TASK BRIEF: Copy each of the items below word for word, keeping every line unchanged.

>>>>

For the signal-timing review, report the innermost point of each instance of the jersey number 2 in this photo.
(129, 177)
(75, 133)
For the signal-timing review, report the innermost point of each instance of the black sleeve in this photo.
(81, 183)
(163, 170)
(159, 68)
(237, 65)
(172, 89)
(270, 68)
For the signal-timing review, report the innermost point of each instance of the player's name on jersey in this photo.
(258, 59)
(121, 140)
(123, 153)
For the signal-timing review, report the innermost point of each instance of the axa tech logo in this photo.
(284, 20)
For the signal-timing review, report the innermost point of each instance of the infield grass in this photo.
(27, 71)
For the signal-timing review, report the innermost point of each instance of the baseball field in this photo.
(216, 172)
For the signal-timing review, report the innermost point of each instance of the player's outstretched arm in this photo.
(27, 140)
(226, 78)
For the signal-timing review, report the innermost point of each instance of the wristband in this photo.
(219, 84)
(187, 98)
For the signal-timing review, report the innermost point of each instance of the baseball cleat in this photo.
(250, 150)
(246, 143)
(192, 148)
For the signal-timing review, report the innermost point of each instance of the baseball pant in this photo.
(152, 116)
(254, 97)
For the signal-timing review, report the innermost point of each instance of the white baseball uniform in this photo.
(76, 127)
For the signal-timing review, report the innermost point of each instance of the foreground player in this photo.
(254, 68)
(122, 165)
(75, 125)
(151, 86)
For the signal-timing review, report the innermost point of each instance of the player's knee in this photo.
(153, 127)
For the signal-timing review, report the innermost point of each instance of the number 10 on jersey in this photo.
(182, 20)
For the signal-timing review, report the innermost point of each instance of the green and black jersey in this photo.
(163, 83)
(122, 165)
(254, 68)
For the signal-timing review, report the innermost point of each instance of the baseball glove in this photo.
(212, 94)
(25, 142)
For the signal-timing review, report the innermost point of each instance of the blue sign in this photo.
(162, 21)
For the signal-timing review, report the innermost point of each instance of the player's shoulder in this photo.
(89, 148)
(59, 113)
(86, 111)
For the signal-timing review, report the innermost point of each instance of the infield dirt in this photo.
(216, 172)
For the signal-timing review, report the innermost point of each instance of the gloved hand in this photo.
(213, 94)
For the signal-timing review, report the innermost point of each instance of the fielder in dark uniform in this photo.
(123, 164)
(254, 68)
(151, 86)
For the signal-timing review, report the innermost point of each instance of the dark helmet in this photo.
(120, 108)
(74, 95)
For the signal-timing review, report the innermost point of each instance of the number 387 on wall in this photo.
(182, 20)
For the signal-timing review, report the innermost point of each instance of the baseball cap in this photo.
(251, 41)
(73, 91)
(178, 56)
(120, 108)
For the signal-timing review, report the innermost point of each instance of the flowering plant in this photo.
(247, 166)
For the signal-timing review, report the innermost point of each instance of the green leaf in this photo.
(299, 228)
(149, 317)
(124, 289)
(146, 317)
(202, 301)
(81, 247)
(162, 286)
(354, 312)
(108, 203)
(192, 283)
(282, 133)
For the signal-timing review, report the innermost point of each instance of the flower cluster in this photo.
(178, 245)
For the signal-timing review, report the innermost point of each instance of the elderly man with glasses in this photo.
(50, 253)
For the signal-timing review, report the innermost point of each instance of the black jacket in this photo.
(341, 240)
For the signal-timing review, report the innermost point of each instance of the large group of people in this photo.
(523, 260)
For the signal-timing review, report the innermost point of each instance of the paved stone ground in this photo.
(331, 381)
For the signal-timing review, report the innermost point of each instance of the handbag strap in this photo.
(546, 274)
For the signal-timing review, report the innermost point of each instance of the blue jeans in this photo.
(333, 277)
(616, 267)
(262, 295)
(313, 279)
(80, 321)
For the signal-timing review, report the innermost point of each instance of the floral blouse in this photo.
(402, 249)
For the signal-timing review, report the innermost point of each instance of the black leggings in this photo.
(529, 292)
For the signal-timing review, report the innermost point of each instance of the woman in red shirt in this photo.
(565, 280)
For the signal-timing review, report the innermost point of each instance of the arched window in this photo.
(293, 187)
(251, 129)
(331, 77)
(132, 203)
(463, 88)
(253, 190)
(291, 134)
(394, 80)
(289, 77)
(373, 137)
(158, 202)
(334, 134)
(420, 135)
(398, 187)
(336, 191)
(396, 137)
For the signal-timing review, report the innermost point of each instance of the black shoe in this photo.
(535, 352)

<<<<

WRITTEN ANSWER:
For the signal-timing review, report the innermost point of each instance of the jersey number 2 in this photo.
(129, 177)
(75, 133)
For the signal-timing review, report the innermost point of each instance of the black sleeve in this photo.
(81, 183)
(163, 170)
(159, 68)
(237, 65)
(172, 89)
(270, 68)
For the signal-timing review, report the innermost point of each instance of the player's name on jersey in this photo.
(258, 59)
(121, 140)
(123, 153)
For the signal-timing review, report the innermost point of each instance of the axa tech logo in this photo.
(284, 20)
For the signal-timing review, report the innermost point of each instance of the infield grass in this photo.
(27, 71)
For the signal-timing review, report the innermost point of each instance of the baseball field in this photo.
(216, 172)
For the signal-timing review, report the innermost point of each instance of the player's outstretched arm in this photo.
(27, 140)
(226, 78)
For the signal-timing review, report the innermost point of each instance of the wristband in this photo.
(219, 84)
(187, 98)
For the signal-timing review, report the innermost point of each instance of the baseball cleat in this photo.
(250, 150)
(246, 143)
(192, 148)
For the signal-timing review, report the innermost point of each instance of the baseball pant in this photo.
(152, 116)
(254, 97)
For the signal-timing review, report the innermost point of each instance of the white baseball uniform in this photo.
(76, 127)
For the signal-timing review, report the innermost point of each instance of the foreground player in this photo.
(254, 68)
(122, 165)
(75, 125)
(151, 86)
For the signal-timing review, report the innermost point of each instance of the player's knee in this photo.
(153, 127)
For the signal-timing review, report the innermost point of each instance of the number 10 on jersey in this photo.
(182, 20)
For the signal-timing review, report the innermost point of each instance of the green and black jersey in this photo.
(163, 83)
(122, 165)
(254, 68)
For the signal-timing review, report the innermost point of each instance of the baseball glove in this photo.
(212, 94)
(25, 142)
For the signal-timing review, report the innermost point of each instance of the blue sign in this photo.
(162, 21)
For the signal-timing review, report the innermost point of each instance of the player's shoulder in this photo.
(89, 148)
(59, 113)
(86, 111)
For the signal-timing review, report the innermost point of each instance of the infield dirt in this photo.
(216, 172)
For the signal-timing review, report the innermost point of each instance of the gloved hand in this photo.
(213, 94)
For the signal-timing review, report the innermost point of each instance of the fielder in dark uniform in this photo.
(123, 164)
(254, 68)
(151, 86)
For the signal-timing review, report the innermost point of each instance of the dark helmet in this photo.
(120, 108)
(74, 95)
For the signal-timing review, report the innermost point of each instance of the number 387 on wall in this photo.
(182, 20)
For the signal-timing review, report the innermost point of each instance of the baseball cap in this photo.
(251, 41)
(73, 91)
(178, 56)
(120, 108)
For the signal-timing review, report the innermost point of each instance of the flowering plant in this photo.
(247, 166)
For the signal-timing review, report the innermost point of each instance of the green leaf in this photo.
(299, 228)
(149, 317)
(124, 289)
(146, 317)
(202, 301)
(81, 247)
(162, 286)
(354, 312)
(108, 203)
(192, 283)
(282, 133)
For the signal-timing review, report the innermost point of each instance of the flower cluster in this photo.
(178, 245)
For the signal-timing review, report the innermost point of each instance of the elderly man with glasses in this photo.
(50, 253)
For the signal-timing review, report the innermost point of each instance of the black jacket in this photo.
(341, 240)
For the signal-timing review, report the innermost point of each instance of the large group of people in this photo.
(523, 260)
For the signal-timing review, report the innermost point of each instance of the paved stone ground in this photo.
(331, 381)
For the signal-timing review, report the innermost point of each instance of the handbag strap in this photo.
(546, 274)
For the signal-timing review, report the innermost point of each instance of the blue jeans in this photo.
(333, 277)
(616, 267)
(262, 295)
(313, 279)
(80, 321)
For the signal-timing review, report the innermost point of each instance of the floral blouse in this photo.
(402, 249)
For the signal-timing review, report the innermost point of each instance of the black leggings in this photo.
(529, 292)
For the signal-timing review, report the innermost point of each instance of the woman in red shirt in this photo.
(565, 280)
For the signal-timing review, report the innermost point of each instance of the arched window in this photo.
(293, 187)
(251, 129)
(331, 77)
(132, 203)
(463, 88)
(253, 190)
(291, 134)
(394, 80)
(289, 77)
(373, 137)
(158, 202)
(334, 134)
(420, 135)
(398, 187)
(336, 191)
(396, 137)
For the signal-timing review, report the innermost point of each instance of the black shoe in this photo.
(535, 352)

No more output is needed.